* BEGIN *

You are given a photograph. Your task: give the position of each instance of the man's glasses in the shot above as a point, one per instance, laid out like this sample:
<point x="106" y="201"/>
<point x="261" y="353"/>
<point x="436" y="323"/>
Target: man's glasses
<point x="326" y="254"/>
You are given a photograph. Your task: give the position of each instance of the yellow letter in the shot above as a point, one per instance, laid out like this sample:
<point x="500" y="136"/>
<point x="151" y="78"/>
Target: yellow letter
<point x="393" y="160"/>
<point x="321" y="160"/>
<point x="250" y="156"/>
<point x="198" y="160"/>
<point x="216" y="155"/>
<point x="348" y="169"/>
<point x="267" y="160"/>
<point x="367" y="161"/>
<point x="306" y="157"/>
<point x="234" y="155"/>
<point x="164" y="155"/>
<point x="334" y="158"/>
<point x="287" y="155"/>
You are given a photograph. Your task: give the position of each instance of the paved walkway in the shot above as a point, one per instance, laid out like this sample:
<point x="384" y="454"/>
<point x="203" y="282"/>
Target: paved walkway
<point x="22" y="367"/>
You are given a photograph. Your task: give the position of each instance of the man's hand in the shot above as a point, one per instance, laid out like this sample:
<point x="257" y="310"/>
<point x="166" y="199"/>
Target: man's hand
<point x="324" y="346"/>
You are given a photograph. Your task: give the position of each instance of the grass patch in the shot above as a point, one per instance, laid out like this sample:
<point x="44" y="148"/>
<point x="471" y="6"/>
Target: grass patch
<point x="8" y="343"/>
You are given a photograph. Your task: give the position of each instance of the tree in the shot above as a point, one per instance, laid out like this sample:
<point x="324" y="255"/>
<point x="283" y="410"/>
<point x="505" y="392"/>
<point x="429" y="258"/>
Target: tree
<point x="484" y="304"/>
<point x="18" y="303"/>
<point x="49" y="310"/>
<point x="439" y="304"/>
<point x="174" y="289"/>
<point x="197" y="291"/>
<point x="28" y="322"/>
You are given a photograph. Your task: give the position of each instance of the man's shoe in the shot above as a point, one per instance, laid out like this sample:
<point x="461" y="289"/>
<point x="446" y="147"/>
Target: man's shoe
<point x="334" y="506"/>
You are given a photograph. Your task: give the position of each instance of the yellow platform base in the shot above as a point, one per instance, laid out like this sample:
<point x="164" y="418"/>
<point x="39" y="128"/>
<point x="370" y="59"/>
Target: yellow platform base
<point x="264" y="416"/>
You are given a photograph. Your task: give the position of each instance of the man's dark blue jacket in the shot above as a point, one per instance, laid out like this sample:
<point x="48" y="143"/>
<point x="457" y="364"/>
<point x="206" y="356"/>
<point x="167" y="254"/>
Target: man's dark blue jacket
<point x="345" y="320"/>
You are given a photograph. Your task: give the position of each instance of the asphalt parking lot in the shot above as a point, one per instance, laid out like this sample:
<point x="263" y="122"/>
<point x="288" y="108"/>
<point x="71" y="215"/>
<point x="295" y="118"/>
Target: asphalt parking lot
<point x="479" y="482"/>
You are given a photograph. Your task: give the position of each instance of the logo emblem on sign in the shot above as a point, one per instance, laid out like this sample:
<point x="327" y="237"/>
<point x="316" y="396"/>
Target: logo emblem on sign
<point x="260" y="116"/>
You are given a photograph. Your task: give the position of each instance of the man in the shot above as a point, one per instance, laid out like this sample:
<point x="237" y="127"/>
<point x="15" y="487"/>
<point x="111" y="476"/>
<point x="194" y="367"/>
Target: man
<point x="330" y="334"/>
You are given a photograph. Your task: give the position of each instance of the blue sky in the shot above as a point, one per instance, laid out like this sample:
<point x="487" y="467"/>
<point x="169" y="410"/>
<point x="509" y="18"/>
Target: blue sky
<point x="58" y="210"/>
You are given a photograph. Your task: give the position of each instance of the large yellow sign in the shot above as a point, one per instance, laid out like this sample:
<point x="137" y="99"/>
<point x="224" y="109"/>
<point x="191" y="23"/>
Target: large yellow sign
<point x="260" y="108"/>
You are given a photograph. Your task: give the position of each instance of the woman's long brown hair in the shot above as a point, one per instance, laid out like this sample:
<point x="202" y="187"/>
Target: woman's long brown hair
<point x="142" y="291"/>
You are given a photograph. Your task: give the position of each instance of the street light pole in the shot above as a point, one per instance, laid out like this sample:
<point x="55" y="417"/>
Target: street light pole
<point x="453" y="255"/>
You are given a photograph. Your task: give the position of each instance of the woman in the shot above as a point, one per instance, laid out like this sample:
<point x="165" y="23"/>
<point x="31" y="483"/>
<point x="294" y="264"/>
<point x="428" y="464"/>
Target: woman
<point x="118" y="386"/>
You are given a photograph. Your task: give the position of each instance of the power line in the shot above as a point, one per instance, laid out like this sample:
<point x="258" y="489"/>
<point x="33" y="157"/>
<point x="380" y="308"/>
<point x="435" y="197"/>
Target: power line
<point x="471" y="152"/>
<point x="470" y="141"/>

* END *

Task details -> Reproduce the material above, every line of it, exactly.

Exercise solution ->
You are given a photograph. Your task: give the position of each instance of the man's glasses in the shot above as a point, one per instance, laid out like this sample:
<point x="106" y="201"/>
<point x="261" y="353"/>
<point x="436" y="323"/>
Target: man's glasses
<point x="326" y="254"/>
You are given a photograph. Your task: give the position of each instance of the yellow letter in the shot above as a point, one per instance, laid out like this sample:
<point x="500" y="136"/>
<point x="151" y="78"/>
Target: yellow letter
<point x="393" y="160"/>
<point x="321" y="160"/>
<point x="250" y="156"/>
<point x="198" y="160"/>
<point x="216" y="155"/>
<point x="348" y="169"/>
<point x="267" y="160"/>
<point x="367" y="161"/>
<point x="306" y="157"/>
<point x="234" y="155"/>
<point x="164" y="155"/>
<point x="334" y="158"/>
<point x="287" y="155"/>
You are given a photograph. Your task: give the position of each instance of the paved walkway in the shot above as a point, one per instance, laid out like this sample:
<point x="384" y="454"/>
<point x="203" y="282"/>
Target: paved walkway
<point x="22" y="367"/>
You are given a photograph. Your task: give the position of each instance of the man's hand in the shot above as a point, one per instance, laid out like this sample:
<point x="257" y="310"/>
<point x="166" y="199"/>
Target: man's hand
<point x="324" y="346"/>
You are given a photograph. Your task: give the position of each instance of the grass patch in the shot above as a point, one per instance, laid out like this sample:
<point x="44" y="148"/>
<point x="471" y="6"/>
Target: grass patch
<point x="8" y="343"/>
You are given a photograph. Your task: give the position of each instance of the tree in the shot above as a point, one per instance, laid out like this sample:
<point x="324" y="255"/>
<point x="283" y="410"/>
<point x="505" y="392"/>
<point x="429" y="258"/>
Target: tree
<point x="484" y="304"/>
<point x="18" y="303"/>
<point x="49" y="310"/>
<point x="439" y="304"/>
<point x="174" y="289"/>
<point x="197" y="291"/>
<point x="28" y="322"/>
You are given a photograph. Your task: give the position of each instance of the man's shoe in the shot above as a point, one per instance, laid out like this sample:
<point x="461" y="289"/>
<point x="446" y="147"/>
Target: man's shoe
<point x="334" y="506"/>
You are given a photograph. Your task: give the position of each instance of the yellow platform base in the shot above as a point, one per instance, laid out like this sample:
<point x="164" y="418"/>
<point x="39" y="128"/>
<point x="370" y="59"/>
Target: yellow platform base
<point x="264" y="416"/>
You are given a photograph. Your task: give the position of each instance of the man's dark blue jacket in the shot above as a point, one per instance, laid out like this sample:
<point x="48" y="143"/>
<point x="457" y="364"/>
<point x="206" y="356"/>
<point x="167" y="254"/>
Target: man's dark blue jacket
<point x="345" y="320"/>
You are given a photograph. Your task: give the position of each instance of the asphalt parking lot in the shot above as a point, one per instance, laid out like this sample:
<point x="263" y="122"/>
<point x="288" y="108"/>
<point x="71" y="215"/>
<point x="295" y="118"/>
Target: asphalt parking lot
<point x="479" y="482"/>
You are given a photograph. Your task: give the position of each instance of the logo emblem on sign in the shot above as a point, one per instance, laid out like this sample:
<point x="327" y="237"/>
<point x="316" y="396"/>
Target: logo emblem on sign
<point x="260" y="116"/>
You are given a photograph. Your task: give the position of each instance of the man in the shot above as a point, one per instance, laid out like this sample:
<point x="237" y="127"/>
<point x="15" y="487"/>
<point x="111" y="476"/>
<point x="194" y="367"/>
Target: man
<point x="330" y="334"/>
You are given a photograph. Your task: give the position of each instance of the blue sky in the shot above as a point, one per instance, laid out like this sample:
<point x="487" y="467"/>
<point x="169" y="410"/>
<point x="509" y="18"/>
Target: blue sky
<point x="58" y="210"/>
You are given a photograph. Your task: give the position of each instance of the large yellow sign in the shot above as a point, one per instance, laid out like this sample:
<point x="137" y="99"/>
<point x="224" y="109"/>
<point x="191" y="23"/>
Target: large yellow sign
<point x="260" y="108"/>
You are given a photograph. Your task: give the position of each instance of the woman's long brown hair in the shot above as a point, one per instance, laid out like this sample:
<point x="202" y="187"/>
Target: woman's long brown hair
<point x="142" y="291"/>
You are given a photograph. Your task: give the position of each instance of the street light pole in the shot above as a point, one per instance, laid out like this sample:
<point x="55" y="417"/>
Target: street light pole
<point x="453" y="255"/>
You are given a photograph. Your task: give the position of each instance of the woman in the shot above as a point, one per instance, laid out like this sample:
<point x="165" y="23"/>
<point x="31" y="483"/>
<point x="294" y="264"/>
<point x="428" y="464"/>
Target: woman
<point x="118" y="386"/>
You are given a photograph. Your task: give the position of each instance of the power line in the shot above as a point, one per instance, laid out like this sample:
<point x="258" y="489"/>
<point x="33" y="157"/>
<point x="380" y="308"/>
<point x="435" y="197"/>
Target: power line
<point x="471" y="152"/>
<point x="470" y="141"/>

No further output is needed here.